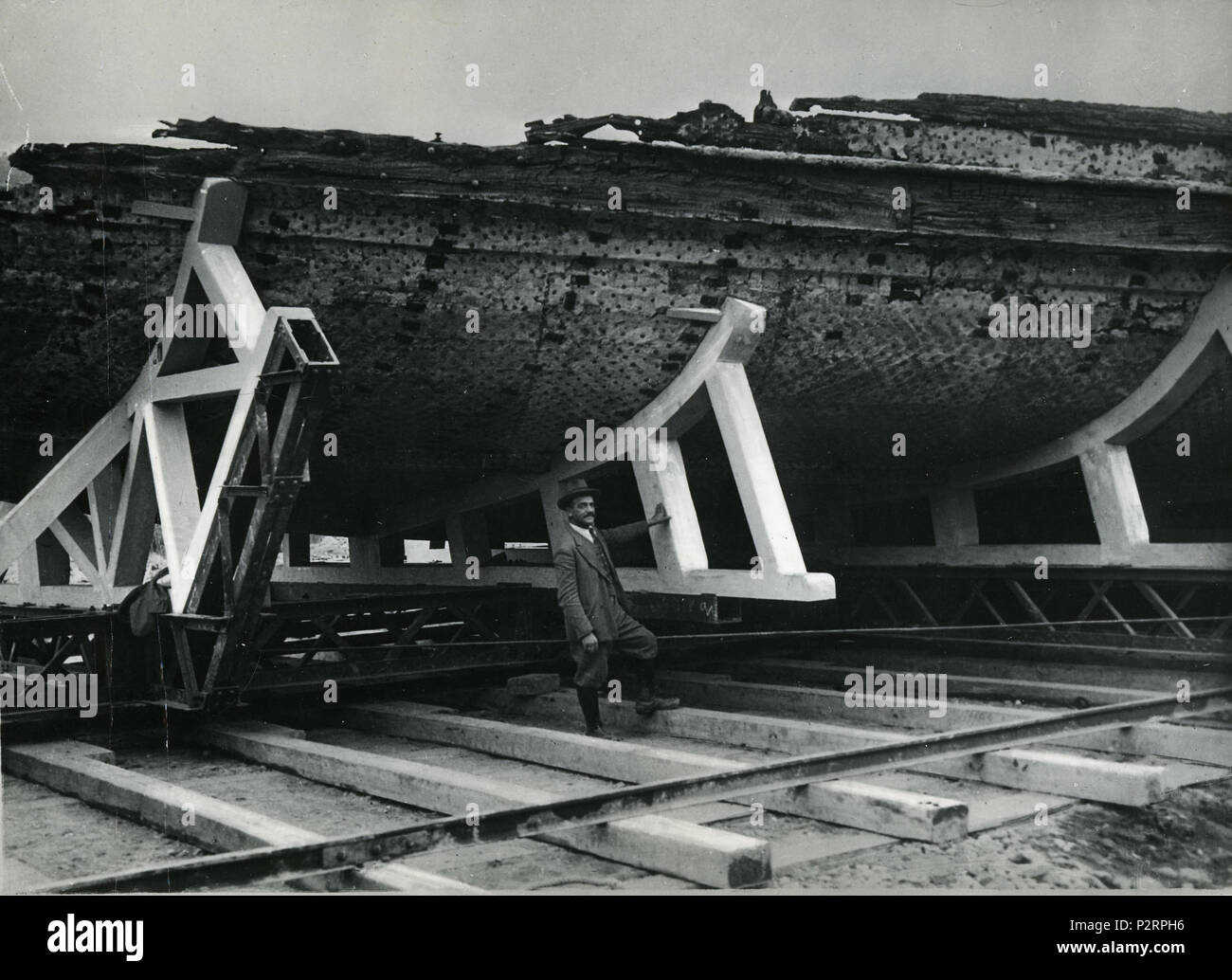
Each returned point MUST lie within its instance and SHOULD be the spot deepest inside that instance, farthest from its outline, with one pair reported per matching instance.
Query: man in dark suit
(596, 618)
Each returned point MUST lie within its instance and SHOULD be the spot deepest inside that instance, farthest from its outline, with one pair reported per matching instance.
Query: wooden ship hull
(483, 301)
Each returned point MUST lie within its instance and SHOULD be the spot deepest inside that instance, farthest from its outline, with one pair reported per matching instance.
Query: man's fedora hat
(571, 488)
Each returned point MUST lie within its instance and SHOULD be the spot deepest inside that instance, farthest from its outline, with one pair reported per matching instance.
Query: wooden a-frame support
(713, 380)
(136, 463)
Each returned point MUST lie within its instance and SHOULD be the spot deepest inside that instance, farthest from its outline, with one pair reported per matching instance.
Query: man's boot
(647, 703)
(588, 698)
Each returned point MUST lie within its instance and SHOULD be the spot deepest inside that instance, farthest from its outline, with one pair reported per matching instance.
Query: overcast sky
(110, 69)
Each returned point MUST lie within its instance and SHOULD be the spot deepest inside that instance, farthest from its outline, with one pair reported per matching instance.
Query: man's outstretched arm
(625, 533)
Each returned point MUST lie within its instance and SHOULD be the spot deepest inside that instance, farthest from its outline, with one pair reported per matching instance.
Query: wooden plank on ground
(1190, 742)
(1043, 771)
(1038, 692)
(844, 802)
(79, 770)
(1054, 771)
(1121, 672)
(711, 691)
(710, 857)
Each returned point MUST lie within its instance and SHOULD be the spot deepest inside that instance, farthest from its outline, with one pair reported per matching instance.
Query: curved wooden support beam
(1101, 450)
(1173, 381)
(713, 380)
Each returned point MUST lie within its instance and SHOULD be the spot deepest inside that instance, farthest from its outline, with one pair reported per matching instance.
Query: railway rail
(477, 784)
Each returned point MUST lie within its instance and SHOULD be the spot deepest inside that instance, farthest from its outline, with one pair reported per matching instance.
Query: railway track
(493, 789)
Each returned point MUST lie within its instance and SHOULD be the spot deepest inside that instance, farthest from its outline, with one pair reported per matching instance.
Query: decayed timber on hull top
(876, 245)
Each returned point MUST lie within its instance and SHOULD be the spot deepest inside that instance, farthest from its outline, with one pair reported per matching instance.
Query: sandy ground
(1182, 842)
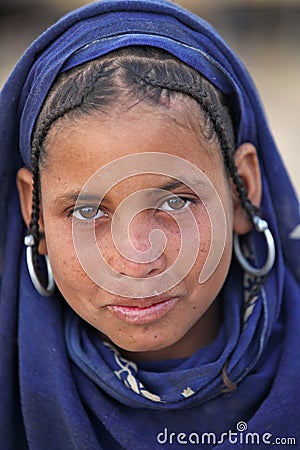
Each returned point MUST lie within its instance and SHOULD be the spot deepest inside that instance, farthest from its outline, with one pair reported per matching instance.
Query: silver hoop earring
(261, 226)
(45, 292)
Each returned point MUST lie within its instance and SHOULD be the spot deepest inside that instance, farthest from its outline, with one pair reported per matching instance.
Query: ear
(246, 160)
(25, 187)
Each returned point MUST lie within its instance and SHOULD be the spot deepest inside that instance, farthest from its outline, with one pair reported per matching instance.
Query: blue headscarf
(63, 388)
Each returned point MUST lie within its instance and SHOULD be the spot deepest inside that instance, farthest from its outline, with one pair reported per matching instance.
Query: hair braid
(44, 123)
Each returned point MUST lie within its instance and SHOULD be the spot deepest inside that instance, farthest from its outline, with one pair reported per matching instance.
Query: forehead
(76, 148)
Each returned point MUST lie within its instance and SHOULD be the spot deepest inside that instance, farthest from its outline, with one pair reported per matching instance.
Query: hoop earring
(49, 290)
(261, 226)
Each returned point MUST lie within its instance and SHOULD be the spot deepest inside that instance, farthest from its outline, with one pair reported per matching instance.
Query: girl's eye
(176, 204)
(88, 213)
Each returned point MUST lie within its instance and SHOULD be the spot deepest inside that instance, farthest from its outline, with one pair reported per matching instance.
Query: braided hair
(142, 73)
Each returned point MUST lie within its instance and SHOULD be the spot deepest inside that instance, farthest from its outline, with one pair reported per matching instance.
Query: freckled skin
(75, 152)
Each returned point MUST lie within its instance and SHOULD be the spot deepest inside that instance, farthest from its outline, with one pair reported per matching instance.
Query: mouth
(143, 311)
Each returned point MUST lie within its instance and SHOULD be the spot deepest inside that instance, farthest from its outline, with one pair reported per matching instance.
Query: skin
(75, 151)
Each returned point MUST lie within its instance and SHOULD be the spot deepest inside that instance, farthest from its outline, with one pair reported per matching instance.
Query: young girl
(149, 247)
# # #
§ Assigned task
From the first line to the last, repeat the entries exactly and leave out the pictures.

§ Finished task
Each returned point MUST lie within its instance and SHOULD be the spot deepest inside that instance, farthest from its outline, with one pair reported per matching instance.
Query: man in dark suit
(596, 618)
Each returned point MUST lie within its instance and SHOULD be the spot deepest inside that instance, farthest from its outline, with one pair reported per matching instance.
Query: wooden ship hull
(483, 301)
Each returned point MUST lie within its instance and SHOULD be the spot deepest inside that instance, farthest from its outline, with one pair reported per matching instance.
Query: man's fedora hat
(571, 488)
Each returned point MUST lie within its instance and SHOULD be the spot deepest inside that instance, farthest from its outline, with one pair reported per matching instance.
Query: wooden a-frame support
(713, 380)
(136, 463)
Each returned point MUST lie within its instance and SHOULD be the spot deepest inside that instance, farthest from its outline, with one pair reported per matching instance.
Query: man's boot
(647, 703)
(588, 698)
Each returned point MUST lie within its instance and SHOULD be the spot deepest inside that instance, farthest from its outline, with one pair reported per matching instance.
Query: overcast sky
(110, 69)
Each returned point MUST lie within its instance and SHOULD be the spot deepest inside that instance, farthest from its outline, with one pair reported per matching instance.
Query: man's outstretched arm
(625, 533)
Each returned point MUST lie within its instance and SHOULD be the spot deepest inside that instance, farthest from its outline, with one pair reported per matching instance.
Query: wooden plank on ground
(1190, 742)
(1043, 771)
(1038, 692)
(844, 802)
(79, 770)
(1054, 771)
(1121, 672)
(711, 691)
(710, 857)
Each returned point MUST lie within its instance and SHOULD be the spot deepest inside that instance, farthest from its outline, with one pair reported per matching instance.
Query: curved wooden support beam
(1101, 450)
(1173, 381)
(713, 380)
Each returned point MUST lie within its instance and SHOULD be the spot deepest inside that instance, farthest from its outline, with one pair reported per matching instance.
Query: railway rail
(477, 784)
Each returned point MUST lie within its instance and SHOULD be the spot deepest inside that instance, farthest from its outline, with one pair reported per matching instance.
Query: railway track
(493, 789)
Each returned point MUST lie within its instance and SHOULD be the spot deepest inside that instance, farthest from its outline, with one pair reported per matching instance.
Query: decayed timber on hull top
(876, 245)
Each returned point MUST lie within its instance and SHOULD be the spot deepest inside that instance, farthest from its outline, with one pair reported per matching instance.
Query: sandy ground
(1182, 842)
Each returned point MUST lie within its instance and SHOULD be the spot deepest inside that instance, farthest from its outline, with one pair reported per matching instance.
Query: silver hoop earring
(261, 226)
(45, 292)
Each returned point MUST lie within its instance and SHOULD be the spot deepest inside that instance, farthest from its outline, with one pair reported per matching instance.
Query: ear
(246, 160)
(25, 187)
Each returned point MUST lie within its instance and SHOULD be the spot deepest inside that instance, farthest from its outline, with one pair reported per matching instance.
Query: blue headscarf
(63, 388)
Each returned point MUST lie within its instance and SHOULD be the spot deepest inside that instance, farthest from its outline, with one pair reported per matching instance.
Query: hair braid
(44, 123)
Each returned point MUST lie within its instance and SHOULD be the spot deepest inside that instance, farthest from its outline, with one pair reported per matching instance.
Query: forehead
(76, 148)
Each returned point MUST lie within its instance and SHOULD be the spot deepest inside that instance, farthest from its outline, with one pair reported per matching instance.
Query: hoop earring
(49, 290)
(261, 226)
Each returned point MUST lie within its instance and SHOULD be the spot deepest inside that instance, farthest from its outline, with one pair reported per matching instance.
Query: girl's eye
(176, 204)
(88, 213)
Each returned point MUST lie within its instance and SHOULD be the spot deepest inside that instance, farthest from its outline, with one pair reported per matching instance.
Query: braided hair
(142, 73)
Each returned point MUST lie within its instance and SHOULD be the spot deepest inside that instance, farthest from its outline, with one pair reported per matching instance.
Query: freckled skin
(75, 152)
Each returned point MUST lie within its instance and SHOULD be the spot deepest inside that instance, farthest from its outline, with one pair reported per matching instance.
Query: mouth
(143, 311)
Each returned point MUST lie within its instance and SHOULD be the spot deepest inside that instance, farthest from its outline, with one pair reported per matching instance.
Query: skin
(75, 151)
Each returned point MUST lie within its instance and SHOULD be the spot deepest inside that instance, farthest from its outline, with one pair reported per matching instance.
Query: young girl
(149, 247)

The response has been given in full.